*** Source passage
Wednesday, 23 April 2014

Learning to Predict Obstacle Aerodynamics from Depth Images for Micro Air Vehicles

This work develops a method to anticipate the aerodynamic ground effects a Micro Air Vehicle will have when going above different obstacles. This works by learning a mapping from depth images to the acceleration experienced from flying above a variety of objects. Computing full 3D aerodynamic effects using air flow simulation onboard a MAV is currently unfeasible. This work uses the alternative approach of learning the visual appearance of objects that produce a given effect which therefore turns the problem into one of regression rather than raw computation.
With the current "easiness" with which 3D maps are now possible to be constructed, this work in a way aims to enhance maps with information that is beyond purely geometric. We have also closed the control loop so we correct for the deviation in anticipation, but that is for another paper.

  • John Bartholomew, Andrew Calway and Walterio Mayol-Cuevas, Learning to Predict Obstacle Aerodynamics from Depth Images for Micro Air Vehicles by , IEEE ICRA 2014. [PDF]

Saturday, 12 October 2013

3D from Looking: Using Wearable Gaze Tracking for Hands-Free and Feedback-Free Object Modelling

How to get a 3D model of something one looks at without any clicks or even feedback to the user?

From our paper T. Leelasawassuk and W.W. Mayol-Cuevas. 3D from Looking: Using Wearable Gaze Tracking for Hands-Free and Feedback-Free Object Modelling. ISWC 2013.

Monday, 1 July 2013

Real-time 3D simultaneous localization and map-building for a dynamic walking humanoid robot

 Image from our Advanced Robotics Journal paper

 This work is with our Samsung Electronics colleagues where our real-time slam system has been used to provide Samsung's RoboRay with mapping capability. RoboRay is one of the most advanced humanoid robots and uses dynamic walking which imposes higher demands on the slam system as there is more agility and motion overall. More details in the paper:

Real-time 3D simultaneous localization and map-building for a dynamic walking humanoid robot
S Yoon, S Hyung, M Lee, KS Roh, SH Ahn, A Gee, P Bunnun, A Calway, & WW Mayol-Cuevas,
Advanced Robotics, published online on May 1st, 2013.
******
*** Data
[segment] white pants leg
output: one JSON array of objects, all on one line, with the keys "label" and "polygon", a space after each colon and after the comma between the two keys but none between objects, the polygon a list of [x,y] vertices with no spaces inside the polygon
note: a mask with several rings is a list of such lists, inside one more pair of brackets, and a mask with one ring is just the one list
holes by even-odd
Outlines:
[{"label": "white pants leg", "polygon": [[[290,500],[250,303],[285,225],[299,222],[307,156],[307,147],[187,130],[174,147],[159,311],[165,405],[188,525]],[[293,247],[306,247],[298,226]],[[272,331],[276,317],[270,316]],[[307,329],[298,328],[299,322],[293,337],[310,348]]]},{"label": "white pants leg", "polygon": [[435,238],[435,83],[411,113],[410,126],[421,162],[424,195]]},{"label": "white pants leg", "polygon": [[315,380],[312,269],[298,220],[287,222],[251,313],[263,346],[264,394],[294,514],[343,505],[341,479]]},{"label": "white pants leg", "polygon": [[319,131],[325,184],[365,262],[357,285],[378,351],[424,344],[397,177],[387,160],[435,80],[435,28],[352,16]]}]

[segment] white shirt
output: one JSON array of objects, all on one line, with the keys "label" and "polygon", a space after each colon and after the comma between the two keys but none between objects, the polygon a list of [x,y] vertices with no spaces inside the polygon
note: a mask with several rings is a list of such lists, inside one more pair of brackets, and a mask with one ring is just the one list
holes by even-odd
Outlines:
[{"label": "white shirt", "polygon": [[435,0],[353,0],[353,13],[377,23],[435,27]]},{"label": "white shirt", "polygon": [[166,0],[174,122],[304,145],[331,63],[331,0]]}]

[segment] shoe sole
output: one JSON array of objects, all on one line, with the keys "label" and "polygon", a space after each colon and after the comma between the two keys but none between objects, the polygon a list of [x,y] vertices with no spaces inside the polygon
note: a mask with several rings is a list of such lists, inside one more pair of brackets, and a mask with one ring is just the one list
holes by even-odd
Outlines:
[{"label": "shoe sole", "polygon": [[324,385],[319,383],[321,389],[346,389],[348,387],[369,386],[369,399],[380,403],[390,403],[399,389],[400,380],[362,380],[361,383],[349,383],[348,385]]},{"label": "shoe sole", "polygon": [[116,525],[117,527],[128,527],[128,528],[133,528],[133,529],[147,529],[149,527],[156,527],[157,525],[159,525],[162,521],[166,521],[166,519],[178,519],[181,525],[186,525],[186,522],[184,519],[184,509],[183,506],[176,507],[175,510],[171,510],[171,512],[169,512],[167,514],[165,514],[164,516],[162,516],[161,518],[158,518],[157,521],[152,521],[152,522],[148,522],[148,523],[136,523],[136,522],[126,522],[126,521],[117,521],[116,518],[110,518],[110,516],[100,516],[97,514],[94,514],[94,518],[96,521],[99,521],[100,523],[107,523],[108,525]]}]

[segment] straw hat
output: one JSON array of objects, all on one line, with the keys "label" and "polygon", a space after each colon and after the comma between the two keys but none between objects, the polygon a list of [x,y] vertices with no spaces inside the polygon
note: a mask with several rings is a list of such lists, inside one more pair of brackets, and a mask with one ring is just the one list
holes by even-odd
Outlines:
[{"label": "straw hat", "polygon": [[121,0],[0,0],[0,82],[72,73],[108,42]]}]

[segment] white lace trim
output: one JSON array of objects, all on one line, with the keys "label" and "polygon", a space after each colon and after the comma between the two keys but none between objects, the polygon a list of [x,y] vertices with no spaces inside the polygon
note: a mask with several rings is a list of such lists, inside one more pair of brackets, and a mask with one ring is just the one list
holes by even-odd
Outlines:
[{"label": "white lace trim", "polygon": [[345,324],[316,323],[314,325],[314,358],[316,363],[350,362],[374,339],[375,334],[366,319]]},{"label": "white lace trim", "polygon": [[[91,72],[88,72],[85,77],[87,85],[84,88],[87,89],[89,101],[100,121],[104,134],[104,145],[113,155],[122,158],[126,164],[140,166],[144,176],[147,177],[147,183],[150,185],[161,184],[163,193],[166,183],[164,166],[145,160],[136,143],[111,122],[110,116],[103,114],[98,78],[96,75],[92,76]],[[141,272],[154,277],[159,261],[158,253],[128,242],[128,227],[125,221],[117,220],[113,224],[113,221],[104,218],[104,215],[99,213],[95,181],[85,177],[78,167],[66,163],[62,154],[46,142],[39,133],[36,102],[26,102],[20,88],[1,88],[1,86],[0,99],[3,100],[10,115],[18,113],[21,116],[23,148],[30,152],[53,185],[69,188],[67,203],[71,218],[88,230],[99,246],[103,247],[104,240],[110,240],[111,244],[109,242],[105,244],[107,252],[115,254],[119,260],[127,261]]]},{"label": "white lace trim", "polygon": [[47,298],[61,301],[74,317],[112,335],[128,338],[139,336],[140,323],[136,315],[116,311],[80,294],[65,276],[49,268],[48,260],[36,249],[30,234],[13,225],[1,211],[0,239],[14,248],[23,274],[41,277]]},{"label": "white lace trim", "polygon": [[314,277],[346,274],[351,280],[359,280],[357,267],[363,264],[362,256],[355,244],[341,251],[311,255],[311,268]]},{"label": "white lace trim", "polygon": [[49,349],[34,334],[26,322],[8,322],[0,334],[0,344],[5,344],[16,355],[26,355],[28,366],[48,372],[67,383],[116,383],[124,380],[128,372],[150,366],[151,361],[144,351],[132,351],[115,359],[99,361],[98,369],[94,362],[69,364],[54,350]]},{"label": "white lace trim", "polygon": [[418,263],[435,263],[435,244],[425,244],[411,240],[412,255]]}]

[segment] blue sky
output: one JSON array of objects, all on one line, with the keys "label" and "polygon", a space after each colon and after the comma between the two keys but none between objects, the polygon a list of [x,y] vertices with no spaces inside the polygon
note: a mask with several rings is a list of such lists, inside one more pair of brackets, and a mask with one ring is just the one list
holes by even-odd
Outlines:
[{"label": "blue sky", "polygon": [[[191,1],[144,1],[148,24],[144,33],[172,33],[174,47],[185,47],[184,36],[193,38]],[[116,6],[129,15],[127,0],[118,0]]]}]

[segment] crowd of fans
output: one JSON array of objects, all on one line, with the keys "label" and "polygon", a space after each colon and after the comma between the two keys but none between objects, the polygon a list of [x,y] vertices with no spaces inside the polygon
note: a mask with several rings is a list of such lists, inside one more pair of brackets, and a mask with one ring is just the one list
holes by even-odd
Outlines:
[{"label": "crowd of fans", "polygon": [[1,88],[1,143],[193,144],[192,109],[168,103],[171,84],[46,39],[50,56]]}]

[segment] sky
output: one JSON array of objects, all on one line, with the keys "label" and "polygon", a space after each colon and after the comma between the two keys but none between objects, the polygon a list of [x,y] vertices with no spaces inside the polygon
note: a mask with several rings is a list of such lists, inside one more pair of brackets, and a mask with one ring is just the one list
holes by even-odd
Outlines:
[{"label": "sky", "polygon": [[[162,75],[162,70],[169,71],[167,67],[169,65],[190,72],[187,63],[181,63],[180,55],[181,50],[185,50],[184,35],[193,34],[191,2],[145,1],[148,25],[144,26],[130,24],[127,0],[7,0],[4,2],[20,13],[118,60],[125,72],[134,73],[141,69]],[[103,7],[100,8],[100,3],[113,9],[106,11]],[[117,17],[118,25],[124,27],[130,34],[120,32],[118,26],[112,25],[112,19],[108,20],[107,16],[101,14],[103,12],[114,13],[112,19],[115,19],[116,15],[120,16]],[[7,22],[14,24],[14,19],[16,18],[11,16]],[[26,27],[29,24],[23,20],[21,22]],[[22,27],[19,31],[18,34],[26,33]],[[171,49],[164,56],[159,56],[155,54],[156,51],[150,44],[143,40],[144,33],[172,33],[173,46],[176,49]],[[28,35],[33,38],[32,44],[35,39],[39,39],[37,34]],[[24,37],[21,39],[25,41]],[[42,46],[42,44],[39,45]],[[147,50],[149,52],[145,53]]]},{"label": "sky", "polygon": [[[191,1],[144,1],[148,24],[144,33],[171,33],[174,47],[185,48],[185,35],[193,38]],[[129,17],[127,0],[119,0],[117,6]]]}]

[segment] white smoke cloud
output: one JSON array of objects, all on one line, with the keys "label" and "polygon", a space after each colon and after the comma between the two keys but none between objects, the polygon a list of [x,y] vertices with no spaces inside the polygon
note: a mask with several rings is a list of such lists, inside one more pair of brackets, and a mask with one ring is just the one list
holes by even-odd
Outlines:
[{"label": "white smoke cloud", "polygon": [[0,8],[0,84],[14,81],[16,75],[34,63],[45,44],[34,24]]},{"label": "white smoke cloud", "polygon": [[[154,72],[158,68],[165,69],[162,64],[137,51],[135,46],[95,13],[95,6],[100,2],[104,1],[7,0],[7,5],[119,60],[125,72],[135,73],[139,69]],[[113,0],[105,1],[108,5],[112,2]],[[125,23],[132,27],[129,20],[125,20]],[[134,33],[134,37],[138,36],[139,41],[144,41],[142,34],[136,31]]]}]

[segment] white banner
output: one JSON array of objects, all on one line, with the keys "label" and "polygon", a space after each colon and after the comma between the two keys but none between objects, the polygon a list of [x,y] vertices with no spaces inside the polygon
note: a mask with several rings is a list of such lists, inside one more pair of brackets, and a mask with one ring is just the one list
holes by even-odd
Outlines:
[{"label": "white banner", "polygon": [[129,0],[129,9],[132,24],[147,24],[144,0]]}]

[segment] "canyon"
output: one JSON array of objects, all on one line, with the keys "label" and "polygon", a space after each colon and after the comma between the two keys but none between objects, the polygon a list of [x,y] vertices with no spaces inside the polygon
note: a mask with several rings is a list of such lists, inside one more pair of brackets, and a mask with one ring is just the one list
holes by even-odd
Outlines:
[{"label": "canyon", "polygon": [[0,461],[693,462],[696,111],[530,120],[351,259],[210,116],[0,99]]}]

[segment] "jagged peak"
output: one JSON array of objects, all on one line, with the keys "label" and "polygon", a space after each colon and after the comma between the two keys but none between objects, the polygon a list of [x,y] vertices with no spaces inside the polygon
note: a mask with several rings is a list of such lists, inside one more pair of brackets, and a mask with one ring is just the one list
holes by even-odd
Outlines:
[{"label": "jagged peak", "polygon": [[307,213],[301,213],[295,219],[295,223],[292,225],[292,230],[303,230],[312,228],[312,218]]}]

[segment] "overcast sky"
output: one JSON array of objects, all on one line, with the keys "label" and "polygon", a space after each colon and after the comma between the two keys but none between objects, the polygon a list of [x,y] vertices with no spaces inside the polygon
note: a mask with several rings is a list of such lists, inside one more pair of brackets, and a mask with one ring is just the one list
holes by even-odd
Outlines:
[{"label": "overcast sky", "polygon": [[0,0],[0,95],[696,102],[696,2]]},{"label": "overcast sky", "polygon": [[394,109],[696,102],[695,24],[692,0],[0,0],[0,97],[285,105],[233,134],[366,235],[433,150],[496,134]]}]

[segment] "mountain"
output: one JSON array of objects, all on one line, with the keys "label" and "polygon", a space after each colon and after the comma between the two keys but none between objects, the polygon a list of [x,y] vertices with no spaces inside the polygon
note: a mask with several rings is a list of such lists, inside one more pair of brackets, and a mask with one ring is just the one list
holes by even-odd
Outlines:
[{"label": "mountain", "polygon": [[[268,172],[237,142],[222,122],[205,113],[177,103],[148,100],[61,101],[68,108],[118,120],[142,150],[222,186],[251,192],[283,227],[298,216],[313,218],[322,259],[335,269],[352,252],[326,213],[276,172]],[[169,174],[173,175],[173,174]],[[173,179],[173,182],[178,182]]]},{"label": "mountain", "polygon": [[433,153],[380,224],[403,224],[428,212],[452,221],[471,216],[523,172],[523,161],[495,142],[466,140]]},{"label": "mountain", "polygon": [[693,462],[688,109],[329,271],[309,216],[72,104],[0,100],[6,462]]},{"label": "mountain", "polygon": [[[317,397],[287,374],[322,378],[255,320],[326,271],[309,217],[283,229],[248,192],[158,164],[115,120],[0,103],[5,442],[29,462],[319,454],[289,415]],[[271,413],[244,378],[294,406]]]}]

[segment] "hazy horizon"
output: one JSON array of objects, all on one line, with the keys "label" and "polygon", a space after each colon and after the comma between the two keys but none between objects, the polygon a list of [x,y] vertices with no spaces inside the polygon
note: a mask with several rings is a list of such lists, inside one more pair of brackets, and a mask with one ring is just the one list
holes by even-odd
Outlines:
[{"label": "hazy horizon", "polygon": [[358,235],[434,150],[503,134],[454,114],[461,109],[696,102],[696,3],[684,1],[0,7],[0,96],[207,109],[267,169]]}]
******
▸ Set task 1: According to the blog excerpt, which humanoid robot was given mapping capability by the real-time SLAM system?
▸ Set task 2: Reproduce the portion of the blog excerpt that begins at the words "From our paper" and stops after "May 1st, 2013.".
▸ Set task 3: Decide whether each statement agrees with the blog excerpt: (a) Computing full 3D aerodynamic effects with air flow simulation onboard a MAV is currently feasible. (b) RoboRay uses dynamic walking. (c) The ICRA 2014 paper covers closing the control loop to correct for the deviation.

▸ Task answer 1: Samsung's RoboRay.

▸ Task answer 2:
From our paper T. Leelasawassuk and W.W. Mayol-Cuevas. 3D from Looking: Using Wearable Gaze Tracking for Hands-Free and Feedback-Free Object Modelling. ISWC 2013.

Monday, 1 July 2013

Real-time 3D simultaneous localization and map-building for a dynamic walking humanoid robot

 Image from our Advanced Robotics Journal paper

 This work is with our Samsung Electronics colleagues where our real-time slam system has been used to provide Samsung's RoboRay with mapping capability. RoboRay is one of the most advanced humanoid robots and uses dynamic walking which imposes higher demands on the slam system as there is more agility and motion overall. More details in the paper:

Real-time 3D simultaneous localization and map-building for a dynamic walking humanoid robot
S Yoon, S Hyung, M Lee, KS Roh, SH Ahn, A Gee, P Bunnun, A Calway, & WW Mayol-Cuevas,
Advanced Robotics, published online on May 1st, 2013.

▸ Task answer 3:
(a) No: "Computing full 3D aerodynamic effects using air flow simulation onboard a MAV is currently unfeasible."
(b) Yes: "uses dynamic walking which imposes higher demands on the slam system"
(c) No: "We have also closed the control loop so we correct for the deviation in anticipation, but that is for another paper."